* **EXERCISE DESCRIPTION**
Extract each line in the items below that contains the string "metal", matching case exactly.

* **RAW RECORDS**
════
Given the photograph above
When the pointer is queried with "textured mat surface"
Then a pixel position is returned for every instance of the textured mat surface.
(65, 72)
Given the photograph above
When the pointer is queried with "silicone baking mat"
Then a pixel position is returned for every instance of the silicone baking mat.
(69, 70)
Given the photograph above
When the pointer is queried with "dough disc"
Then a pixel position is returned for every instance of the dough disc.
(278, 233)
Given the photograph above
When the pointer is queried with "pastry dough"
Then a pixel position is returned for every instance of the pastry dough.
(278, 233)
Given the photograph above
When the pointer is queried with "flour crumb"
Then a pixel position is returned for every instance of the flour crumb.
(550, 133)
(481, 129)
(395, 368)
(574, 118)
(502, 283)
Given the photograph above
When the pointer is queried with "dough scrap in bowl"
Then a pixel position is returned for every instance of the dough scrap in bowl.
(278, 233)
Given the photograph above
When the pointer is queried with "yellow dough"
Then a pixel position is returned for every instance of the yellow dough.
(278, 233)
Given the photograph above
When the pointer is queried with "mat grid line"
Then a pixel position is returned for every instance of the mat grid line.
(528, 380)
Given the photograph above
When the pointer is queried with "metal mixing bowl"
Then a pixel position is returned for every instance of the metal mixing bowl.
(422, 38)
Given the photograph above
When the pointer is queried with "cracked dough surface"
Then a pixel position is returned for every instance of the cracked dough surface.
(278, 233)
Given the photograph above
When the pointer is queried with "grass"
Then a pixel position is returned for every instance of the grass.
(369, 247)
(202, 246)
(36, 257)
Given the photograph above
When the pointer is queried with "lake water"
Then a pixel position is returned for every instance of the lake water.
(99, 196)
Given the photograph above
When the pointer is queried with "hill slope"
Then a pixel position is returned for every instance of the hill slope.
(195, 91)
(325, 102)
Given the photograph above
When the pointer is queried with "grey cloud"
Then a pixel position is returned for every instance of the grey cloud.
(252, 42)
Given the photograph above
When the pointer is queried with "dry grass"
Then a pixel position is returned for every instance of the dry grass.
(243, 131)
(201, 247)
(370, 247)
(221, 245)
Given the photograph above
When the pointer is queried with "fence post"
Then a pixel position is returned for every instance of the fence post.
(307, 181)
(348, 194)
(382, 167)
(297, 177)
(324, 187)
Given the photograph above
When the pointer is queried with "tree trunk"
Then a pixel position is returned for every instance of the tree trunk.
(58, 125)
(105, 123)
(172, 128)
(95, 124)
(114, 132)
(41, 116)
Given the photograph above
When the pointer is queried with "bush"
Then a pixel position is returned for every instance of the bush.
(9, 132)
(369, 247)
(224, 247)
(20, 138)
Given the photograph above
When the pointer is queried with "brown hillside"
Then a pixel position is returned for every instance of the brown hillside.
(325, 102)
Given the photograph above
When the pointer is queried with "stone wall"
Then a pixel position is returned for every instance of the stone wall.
════
* **EXERCISE RESPONSE**
When the pointer is queried with "metal mixing bowl"
Then a pixel position is returned for every instance of the metal mixing bowl.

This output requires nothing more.